## WRITTEN TASK
Retype precisely the section of the data that starts at the line containing "Each instance gets a single point. Label the forest" and runs to its final line, ends included.

## SUPPLIED RECORDS
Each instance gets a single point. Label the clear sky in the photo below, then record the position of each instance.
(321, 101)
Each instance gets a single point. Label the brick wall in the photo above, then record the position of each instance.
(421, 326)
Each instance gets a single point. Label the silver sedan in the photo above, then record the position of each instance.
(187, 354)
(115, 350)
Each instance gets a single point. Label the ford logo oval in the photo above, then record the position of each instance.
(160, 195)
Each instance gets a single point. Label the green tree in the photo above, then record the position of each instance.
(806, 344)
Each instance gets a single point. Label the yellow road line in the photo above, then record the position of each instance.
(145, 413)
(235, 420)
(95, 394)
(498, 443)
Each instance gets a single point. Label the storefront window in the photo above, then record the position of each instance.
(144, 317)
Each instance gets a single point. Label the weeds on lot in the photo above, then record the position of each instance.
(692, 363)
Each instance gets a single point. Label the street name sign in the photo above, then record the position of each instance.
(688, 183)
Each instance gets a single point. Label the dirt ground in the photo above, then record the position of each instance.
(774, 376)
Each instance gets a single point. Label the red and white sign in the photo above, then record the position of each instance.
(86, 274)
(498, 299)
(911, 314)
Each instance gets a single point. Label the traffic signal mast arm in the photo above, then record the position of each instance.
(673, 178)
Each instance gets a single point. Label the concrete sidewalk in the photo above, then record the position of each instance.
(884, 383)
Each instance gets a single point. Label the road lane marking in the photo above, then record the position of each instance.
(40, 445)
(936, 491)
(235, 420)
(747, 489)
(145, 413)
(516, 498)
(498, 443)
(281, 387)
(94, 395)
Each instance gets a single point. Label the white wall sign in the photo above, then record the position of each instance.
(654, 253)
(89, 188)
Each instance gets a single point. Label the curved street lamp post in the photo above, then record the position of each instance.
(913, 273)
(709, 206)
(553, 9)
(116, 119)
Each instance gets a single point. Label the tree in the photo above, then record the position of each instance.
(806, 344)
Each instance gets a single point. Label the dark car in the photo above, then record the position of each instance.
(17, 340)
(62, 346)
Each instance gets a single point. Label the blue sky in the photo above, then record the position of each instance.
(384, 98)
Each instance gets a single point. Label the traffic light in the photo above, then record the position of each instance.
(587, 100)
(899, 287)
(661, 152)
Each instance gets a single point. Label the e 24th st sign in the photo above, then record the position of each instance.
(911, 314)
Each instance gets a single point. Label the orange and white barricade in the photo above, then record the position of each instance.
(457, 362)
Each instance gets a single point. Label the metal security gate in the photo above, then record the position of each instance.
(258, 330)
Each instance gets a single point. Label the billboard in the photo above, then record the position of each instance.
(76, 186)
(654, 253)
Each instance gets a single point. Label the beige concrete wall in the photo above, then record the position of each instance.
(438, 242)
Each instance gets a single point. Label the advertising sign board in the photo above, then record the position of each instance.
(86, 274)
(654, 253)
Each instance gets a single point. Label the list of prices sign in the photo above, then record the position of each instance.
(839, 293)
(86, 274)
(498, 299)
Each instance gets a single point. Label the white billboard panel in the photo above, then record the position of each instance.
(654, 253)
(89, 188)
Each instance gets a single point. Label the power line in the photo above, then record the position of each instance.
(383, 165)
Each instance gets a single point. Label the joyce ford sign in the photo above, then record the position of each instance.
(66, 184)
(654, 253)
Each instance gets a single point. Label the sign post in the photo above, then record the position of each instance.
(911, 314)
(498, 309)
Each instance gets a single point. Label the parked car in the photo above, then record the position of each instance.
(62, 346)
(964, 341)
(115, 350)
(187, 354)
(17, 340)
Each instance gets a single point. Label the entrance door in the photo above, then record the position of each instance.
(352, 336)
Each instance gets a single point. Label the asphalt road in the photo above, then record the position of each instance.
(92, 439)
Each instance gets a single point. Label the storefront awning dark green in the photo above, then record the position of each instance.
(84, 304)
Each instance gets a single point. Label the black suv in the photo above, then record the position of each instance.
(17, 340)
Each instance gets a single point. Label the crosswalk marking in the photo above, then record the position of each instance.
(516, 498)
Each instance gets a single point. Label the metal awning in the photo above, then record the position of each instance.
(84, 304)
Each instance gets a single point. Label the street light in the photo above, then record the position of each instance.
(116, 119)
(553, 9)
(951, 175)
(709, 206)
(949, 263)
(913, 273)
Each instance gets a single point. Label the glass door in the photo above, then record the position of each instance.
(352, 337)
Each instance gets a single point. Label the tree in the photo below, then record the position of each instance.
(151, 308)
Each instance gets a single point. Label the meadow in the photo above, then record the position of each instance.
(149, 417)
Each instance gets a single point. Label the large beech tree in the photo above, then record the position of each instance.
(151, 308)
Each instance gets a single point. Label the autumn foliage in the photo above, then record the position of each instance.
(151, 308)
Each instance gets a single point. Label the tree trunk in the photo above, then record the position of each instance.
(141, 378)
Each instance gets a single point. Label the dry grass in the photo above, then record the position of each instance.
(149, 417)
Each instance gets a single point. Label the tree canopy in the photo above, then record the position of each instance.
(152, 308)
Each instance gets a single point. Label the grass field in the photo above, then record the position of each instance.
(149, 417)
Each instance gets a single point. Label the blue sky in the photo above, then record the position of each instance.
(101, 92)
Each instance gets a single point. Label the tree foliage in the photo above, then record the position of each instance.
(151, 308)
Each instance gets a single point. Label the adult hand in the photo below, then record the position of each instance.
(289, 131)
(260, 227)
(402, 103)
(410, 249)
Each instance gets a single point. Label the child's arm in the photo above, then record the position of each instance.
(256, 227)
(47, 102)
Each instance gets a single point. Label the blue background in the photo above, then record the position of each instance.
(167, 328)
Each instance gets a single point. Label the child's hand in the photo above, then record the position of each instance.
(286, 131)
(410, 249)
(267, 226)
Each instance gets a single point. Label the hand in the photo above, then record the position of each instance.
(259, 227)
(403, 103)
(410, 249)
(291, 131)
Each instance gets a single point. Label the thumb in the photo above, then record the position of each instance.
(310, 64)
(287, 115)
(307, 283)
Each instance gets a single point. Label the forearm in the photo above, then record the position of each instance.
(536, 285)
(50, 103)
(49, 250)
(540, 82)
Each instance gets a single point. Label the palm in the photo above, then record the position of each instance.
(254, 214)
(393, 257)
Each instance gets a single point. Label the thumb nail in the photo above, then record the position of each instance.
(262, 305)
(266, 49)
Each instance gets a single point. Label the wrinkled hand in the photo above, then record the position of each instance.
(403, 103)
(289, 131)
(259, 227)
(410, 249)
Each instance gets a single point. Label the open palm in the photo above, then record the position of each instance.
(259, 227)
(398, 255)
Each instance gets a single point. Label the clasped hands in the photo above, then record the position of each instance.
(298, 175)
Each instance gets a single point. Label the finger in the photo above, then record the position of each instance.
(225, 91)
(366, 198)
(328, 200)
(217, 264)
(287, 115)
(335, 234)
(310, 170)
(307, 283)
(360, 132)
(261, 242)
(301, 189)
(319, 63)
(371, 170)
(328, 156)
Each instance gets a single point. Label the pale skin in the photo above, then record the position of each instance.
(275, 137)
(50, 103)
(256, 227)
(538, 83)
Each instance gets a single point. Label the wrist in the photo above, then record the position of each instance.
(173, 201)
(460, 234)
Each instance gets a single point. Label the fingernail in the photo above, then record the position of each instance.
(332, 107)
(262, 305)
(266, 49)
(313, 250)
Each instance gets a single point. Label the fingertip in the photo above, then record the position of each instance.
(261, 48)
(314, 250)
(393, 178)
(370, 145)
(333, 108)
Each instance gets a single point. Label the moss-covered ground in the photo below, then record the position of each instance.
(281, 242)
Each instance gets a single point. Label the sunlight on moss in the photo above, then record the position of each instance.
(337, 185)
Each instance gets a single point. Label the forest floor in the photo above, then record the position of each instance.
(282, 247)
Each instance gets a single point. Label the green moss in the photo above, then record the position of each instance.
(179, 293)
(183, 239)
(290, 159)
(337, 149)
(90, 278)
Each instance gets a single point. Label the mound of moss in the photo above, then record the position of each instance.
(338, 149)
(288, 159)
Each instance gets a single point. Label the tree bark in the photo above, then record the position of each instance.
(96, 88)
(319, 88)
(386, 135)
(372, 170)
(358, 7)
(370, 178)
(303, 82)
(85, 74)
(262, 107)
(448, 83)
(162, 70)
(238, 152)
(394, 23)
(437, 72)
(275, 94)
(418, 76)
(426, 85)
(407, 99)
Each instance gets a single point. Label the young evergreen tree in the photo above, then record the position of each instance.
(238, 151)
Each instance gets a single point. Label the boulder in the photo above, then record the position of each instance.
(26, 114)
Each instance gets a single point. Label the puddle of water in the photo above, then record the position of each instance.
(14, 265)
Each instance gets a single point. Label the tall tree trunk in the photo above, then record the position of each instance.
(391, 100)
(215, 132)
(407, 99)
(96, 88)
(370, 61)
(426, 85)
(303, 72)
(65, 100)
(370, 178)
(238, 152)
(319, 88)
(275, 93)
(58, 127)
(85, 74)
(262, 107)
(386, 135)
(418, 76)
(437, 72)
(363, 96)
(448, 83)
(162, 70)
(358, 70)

## FULL RESPONSE
Each instance gets a single point. Label the forest floor in the photo above, then record the position of each instance.
(282, 247)
Each instance gets a single point. Label the green moss in the photo above, then record the position of each instance.
(179, 293)
(183, 239)
(290, 159)
(337, 149)
(90, 278)
Each instance gets a single point. Label the mound of moss in the photo above, then record the position of each instance.
(338, 149)
(288, 159)
Each instance gets a single point. Label the tree bark in the photo above, then record the position of each instance.
(96, 88)
(319, 88)
(386, 135)
(372, 170)
(358, 7)
(370, 178)
(303, 82)
(85, 74)
(262, 107)
(448, 83)
(162, 70)
(238, 152)
(394, 23)
(437, 72)
(275, 94)
(418, 76)
(426, 85)
(407, 99)
Each instance gets a single point. Label the young evergreen tree in the photo above, then record the position of each instance.
(238, 151)
Each instance gets a single point. Label the boulder in the photo above, then record the position of each instance.
(26, 114)
Each instance gets a single point. Label the puddle of water in the photo above, then record the position of each instance.
(14, 265)
Each instance gets a single point. Label the tall tree trunk in the photo above, then record the position of each instance.
(391, 100)
(215, 132)
(407, 99)
(96, 88)
(370, 61)
(426, 85)
(303, 72)
(65, 100)
(370, 178)
(238, 152)
(319, 88)
(275, 93)
(58, 127)
(85, 74)
(262, 107)
(386, 135)
(418, 76)
(437, 72)
(363, 96)
(448, 83)
(162, 70)
(358, 70)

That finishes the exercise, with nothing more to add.